Any Pro Wrestling Fans in the Audience? (Multiple promotions) (Part 2)

I don’t know if Peacock has it, but WWE had a Mid South collection, 70s-80s era, run by Cowboy Bill Watts. It later upgraded to UWF, which eventually merged with WCW. It had some named wrestlers in their beginning stages, such as Hacksaw Jim Duggan, One Man Gang, Junkyard Dog, Paul Orndorf, Kamala and Sting. It was also Jim Ross’s first gig as an interviewer, and later on commentary.

AEW Dark Taz/Excalibur moment of the day

Today’s episode is brought to you by Bangers and Mash.

  • Cesar Bononi looks like a giant violent mean librarian that can hurt you.
  • J. Peterson, J. Robinson, J. Peterman, which one is the wrestling coach at Minnesota?
  • Ex compares Jade Cargill vs. Red Velvet rivalry to Taz vs. Sabu. Taz responds, “That’s why I love you Excalibur, and Sabu hates you.”
  • Even though Zack Clayton’s from Jersey, he’s very intelligent.
  • Calls Fulton “Dreadlock Jones.”
  • As a result of too many chairs to the head, Taz sees things like butterflies and birds.
  • Ex asks Taz if he wants to go to the pub for some Bangers and Mash. Taz responds “It took ya 5 matches.”
  • The two debate over whether Mr. Hughes wore a tie.
  • Yuka Sakazaki likes get Texas Truckers to honk their horns.
  • Moment of serendipity when Taz says “Yuka, you gotta finish her off, girl!” Yuka then says “Okay!”

## Data section
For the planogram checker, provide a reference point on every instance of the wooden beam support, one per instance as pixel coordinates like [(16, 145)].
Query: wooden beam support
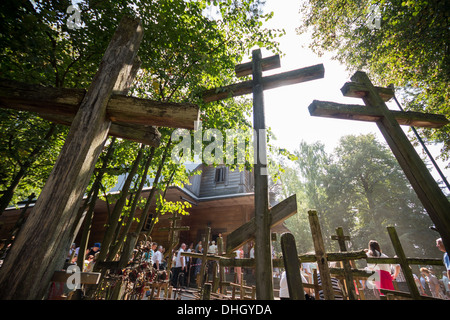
[(120, 108), (246, 232), (292, 266), (147, 135), (404, 263), (85, 277), (41, 246), (269, 82), (321, 255), (328, 109), (269, 63), (423, 183)]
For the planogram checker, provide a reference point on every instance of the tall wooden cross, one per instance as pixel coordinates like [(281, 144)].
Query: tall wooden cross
[(259, 226), (41, 246), (375, 109)]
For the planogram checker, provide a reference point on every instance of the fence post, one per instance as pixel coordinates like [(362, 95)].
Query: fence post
[(404, 263), (292, 266), (346, 264)]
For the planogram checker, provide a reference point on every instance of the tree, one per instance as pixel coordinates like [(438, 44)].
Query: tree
[(183, 52), (361, 188), (410, 48)]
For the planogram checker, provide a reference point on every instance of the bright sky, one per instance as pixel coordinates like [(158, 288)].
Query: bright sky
[(286, 108)]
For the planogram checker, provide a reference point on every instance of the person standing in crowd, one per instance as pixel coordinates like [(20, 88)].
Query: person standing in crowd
[(180, 266), (399, 278), (238, 270), (445, 258), (445, 283), (157, 259), (383, 271), (433, 282)]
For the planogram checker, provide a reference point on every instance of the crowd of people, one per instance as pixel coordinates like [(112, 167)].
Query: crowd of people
[(386, 276)]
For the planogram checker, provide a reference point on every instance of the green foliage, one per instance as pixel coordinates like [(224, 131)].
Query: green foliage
[(409, 50), (188, 46), (361, 188)]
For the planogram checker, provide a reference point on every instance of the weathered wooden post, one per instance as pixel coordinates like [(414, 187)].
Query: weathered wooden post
[(346, 264), (263, 246), (388, 122), (200, 280), (321, 256), (55, 210), (292, 266)]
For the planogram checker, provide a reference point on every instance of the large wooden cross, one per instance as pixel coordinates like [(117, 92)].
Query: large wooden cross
[(41, 246), (375, 109), (265, 217)]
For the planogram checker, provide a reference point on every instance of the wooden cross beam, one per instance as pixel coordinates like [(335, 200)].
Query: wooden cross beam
[(423, 183), (132, 118), (47, 232), (346, 264), (246, 232), (262, 220)]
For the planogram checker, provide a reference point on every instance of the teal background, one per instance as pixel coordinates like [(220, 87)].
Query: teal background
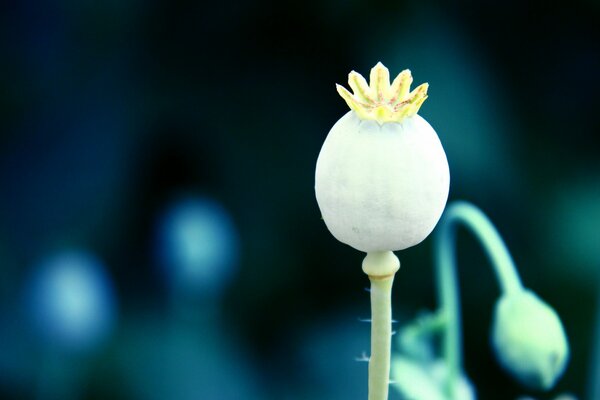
[(110, 111)]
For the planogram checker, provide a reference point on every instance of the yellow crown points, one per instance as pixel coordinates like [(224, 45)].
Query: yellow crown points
[(380, 101)]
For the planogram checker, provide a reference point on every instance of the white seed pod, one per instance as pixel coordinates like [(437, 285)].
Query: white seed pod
[(382, 176), (529, 339)]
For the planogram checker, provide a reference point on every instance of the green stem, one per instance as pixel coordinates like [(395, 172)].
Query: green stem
[(483, 229), (380, 267), (381, 337)]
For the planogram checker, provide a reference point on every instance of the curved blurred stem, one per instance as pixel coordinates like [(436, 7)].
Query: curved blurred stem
[(381, 336), (445, 260)]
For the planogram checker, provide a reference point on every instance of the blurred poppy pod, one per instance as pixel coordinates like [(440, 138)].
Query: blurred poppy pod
[(529, 339)]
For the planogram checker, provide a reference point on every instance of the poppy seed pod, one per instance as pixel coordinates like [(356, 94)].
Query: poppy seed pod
[(382, 176), (529, 339)]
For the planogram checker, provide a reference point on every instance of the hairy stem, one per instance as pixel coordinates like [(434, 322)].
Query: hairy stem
[(381, 336)]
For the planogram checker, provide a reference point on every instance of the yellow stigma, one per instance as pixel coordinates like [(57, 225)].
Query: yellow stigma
[(380, 101)]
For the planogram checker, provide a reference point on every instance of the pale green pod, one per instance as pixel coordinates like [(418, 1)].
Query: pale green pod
[(529, 339)]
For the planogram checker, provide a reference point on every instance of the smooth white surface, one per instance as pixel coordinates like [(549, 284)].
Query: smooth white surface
[(381, 187)]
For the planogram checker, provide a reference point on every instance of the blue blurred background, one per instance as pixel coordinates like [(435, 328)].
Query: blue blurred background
[(157, 164)]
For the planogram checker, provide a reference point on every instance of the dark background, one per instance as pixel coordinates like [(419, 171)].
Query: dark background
[(111, 110)]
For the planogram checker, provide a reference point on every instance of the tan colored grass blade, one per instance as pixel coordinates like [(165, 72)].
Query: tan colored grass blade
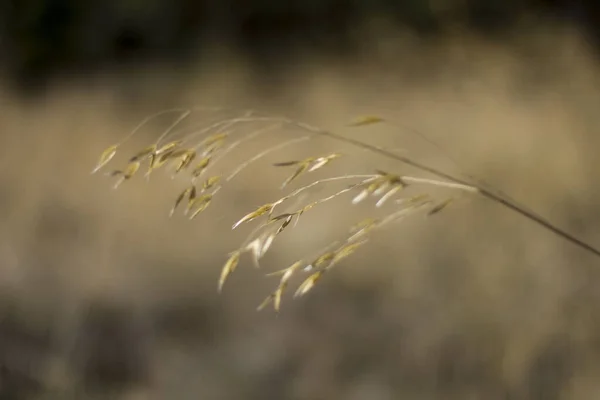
[(285, 224), (287, 273), (308, 284), (323, 161), (262, 210), (268, 241), (167, 147), (126, 174), (190, 190), (436, 209), (105, 157), (286, 163), (131, 169), (390, 193), (301, 169), (229, 268), (201, 204), (211, 182), (200, 167), (214, 139), (185, 160), (144, 153), (321, 261), (277, 298)]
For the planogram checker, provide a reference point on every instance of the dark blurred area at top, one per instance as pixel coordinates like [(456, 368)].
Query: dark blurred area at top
[(40, 39)]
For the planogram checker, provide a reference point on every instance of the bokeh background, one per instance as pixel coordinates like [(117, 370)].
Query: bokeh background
[(103, 296)]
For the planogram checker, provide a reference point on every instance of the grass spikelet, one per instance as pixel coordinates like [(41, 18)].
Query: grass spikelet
[(260, 211), (211, 182), (185, 160), (200, 204), (200, 167), (126, 174), (229, 268), (143, 153), (209, 143), (288, 272), (167, 147), (189, 192), (105, 157), (309, 283)]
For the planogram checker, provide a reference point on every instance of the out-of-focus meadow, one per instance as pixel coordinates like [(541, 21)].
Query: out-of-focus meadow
[(104, 296)]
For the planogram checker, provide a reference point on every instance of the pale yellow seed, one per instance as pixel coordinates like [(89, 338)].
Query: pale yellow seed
[(216, 138), (144, 153), (211, 182), (201, 204), (229, 268), (262, 210), (131, 169), (200, 167), (168, 147), (440, 206), (189, 192), (308, 284)]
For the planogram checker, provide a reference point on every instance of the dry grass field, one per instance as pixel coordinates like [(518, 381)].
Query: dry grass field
[(103, 296)]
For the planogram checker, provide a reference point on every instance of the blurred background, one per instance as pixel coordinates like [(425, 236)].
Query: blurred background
[(103, 296)]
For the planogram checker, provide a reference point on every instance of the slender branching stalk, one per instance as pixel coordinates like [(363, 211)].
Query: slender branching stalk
[(193, 152)]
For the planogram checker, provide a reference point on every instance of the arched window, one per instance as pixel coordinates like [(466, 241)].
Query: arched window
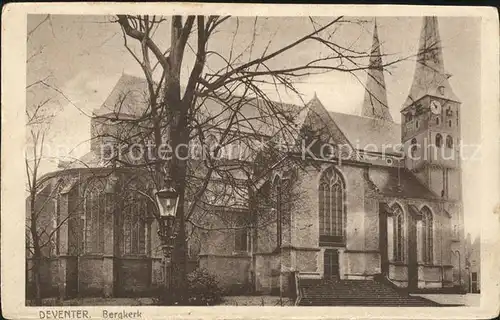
[(94, 207), (413, 147), (277, 206), (399, 234), (134, 226), (427, 222), (449, 142), (331, 204), (439, 140)]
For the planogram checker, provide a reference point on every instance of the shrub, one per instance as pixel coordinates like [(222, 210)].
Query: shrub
[(203, 288)]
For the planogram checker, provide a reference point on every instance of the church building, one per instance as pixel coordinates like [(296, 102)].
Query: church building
[(390, 207)]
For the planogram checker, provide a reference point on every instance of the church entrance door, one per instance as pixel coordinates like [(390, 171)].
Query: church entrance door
[(331, 263)]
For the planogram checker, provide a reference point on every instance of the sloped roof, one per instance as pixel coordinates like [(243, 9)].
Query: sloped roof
[(375, 103), (128, 97), (368, 133), (399, 182), (430, 77)]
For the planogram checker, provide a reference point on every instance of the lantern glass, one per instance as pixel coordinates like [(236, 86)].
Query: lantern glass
[(167, 202)]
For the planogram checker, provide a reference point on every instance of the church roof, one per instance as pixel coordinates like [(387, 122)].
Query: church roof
[(254, 115), (430, 77), (367, 133), (399, 182), (128, 98)]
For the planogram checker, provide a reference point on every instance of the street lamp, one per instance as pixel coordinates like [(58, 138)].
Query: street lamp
[(168, 201), (457, 252)]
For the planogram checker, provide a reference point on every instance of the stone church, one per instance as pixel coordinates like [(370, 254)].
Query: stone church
[(392, 209)]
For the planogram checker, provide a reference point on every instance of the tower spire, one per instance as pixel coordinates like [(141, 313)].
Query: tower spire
[(375, 101), (430, 77)]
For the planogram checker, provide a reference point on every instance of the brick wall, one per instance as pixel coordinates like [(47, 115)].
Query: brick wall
[(233, 272)]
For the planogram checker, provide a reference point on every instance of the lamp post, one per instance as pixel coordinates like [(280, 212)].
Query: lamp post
[(457, 252), (168, 201)]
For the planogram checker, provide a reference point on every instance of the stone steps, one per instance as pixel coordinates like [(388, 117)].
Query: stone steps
[(335, 292)]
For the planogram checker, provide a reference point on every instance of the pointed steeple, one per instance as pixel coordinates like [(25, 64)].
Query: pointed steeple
[(375, 102), (430, 77)]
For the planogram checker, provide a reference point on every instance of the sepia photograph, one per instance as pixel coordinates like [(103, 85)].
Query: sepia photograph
[(250, 160)]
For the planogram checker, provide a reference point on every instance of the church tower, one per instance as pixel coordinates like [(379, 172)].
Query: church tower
[(430, 116), (375, 102)]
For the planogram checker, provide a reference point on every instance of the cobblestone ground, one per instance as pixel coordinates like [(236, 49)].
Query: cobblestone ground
[(256, 301), (98, 302), (228, 301)]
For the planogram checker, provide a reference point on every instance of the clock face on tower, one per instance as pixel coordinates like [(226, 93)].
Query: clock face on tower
[(435, 107)]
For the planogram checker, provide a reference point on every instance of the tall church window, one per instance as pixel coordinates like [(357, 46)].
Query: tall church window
[(413, 147), (398, 234), (241, 235), (277, 206), (449, 142), (134, 227), (427, 239), (439, 140), (94, 206), (331, 204)]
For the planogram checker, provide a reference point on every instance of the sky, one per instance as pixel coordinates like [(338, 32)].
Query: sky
[(85, 56)]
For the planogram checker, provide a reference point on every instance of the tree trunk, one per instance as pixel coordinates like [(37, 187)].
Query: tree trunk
[(37, 255)]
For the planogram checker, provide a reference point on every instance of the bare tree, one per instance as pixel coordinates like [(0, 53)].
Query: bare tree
[(42, 106), (224, 95)]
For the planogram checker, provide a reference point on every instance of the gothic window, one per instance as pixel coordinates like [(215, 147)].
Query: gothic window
[(331, 204), (439, 140), (277, 206), (134, 227), (241, 236), (94, 205), (413, 147), (449, 142), (398, 234), (427, 222)]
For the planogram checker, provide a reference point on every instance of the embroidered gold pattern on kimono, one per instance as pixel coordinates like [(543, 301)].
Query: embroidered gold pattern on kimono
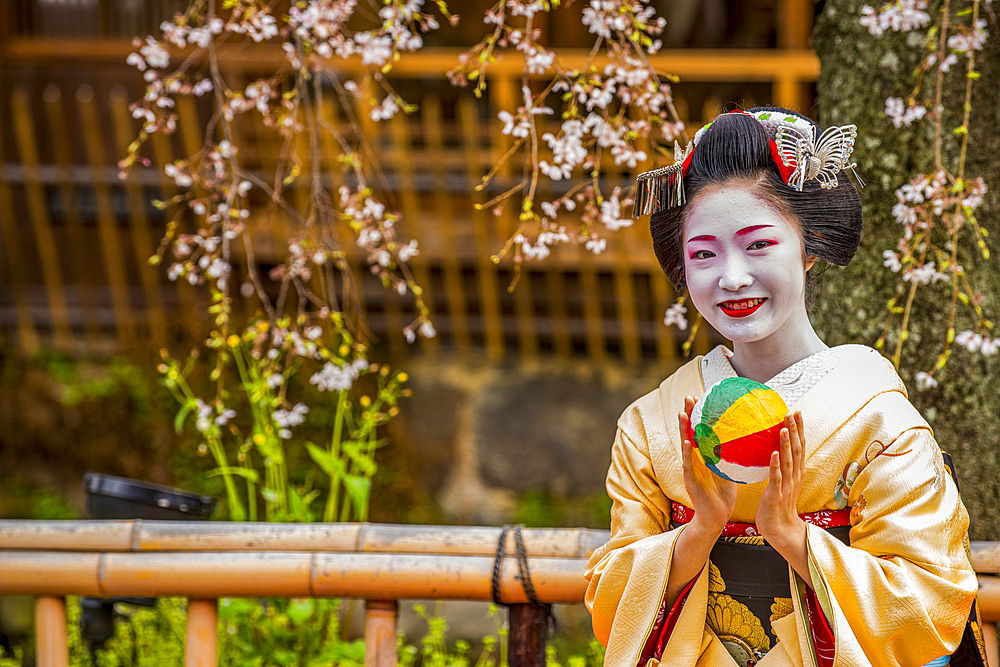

## Stated task A
List the wrestlers that the wrestling post names as being in their beginning stages in the Mid South collection.
## Stated task B
Write a continuation of the wrestling post, starting after its final line.
The entries are separate material and bear no relation to the wrestling post.

## Final result A
Hacksaw Jim Duggan, One Man Gang, Junkyard Dog, Paul Orndorf, Kamala, Sting

## Final result B
  • Taz would pay Angelico a large amount of money to teach Luther to dance.
  • The Blue Thunder Bomb should be named Blue Thunder Jones in the annals of wrestling.

Skye Blue vs. Renee Michelle

Ex: Real Fire and Ice thing we got going on here with Renee with the red hair and attire, and Skye Blue.
Taz (deadpan): That’s a good observation. That’s why you win an award every three months. The best announcer in the world. Ever. Because of those observations.

RIP Lanny “The Genius” Poffo. Son of Angelo Poffo and brother of Randy Savage, possibly his greatest achievement in wrestling was beating world champion Hulk Hogan clean in the ring on Saturday Night’s Main Event in November 1989.

I also liked that Excalibur showed some geek comic book cred tying Fire & Ice into DC Comics.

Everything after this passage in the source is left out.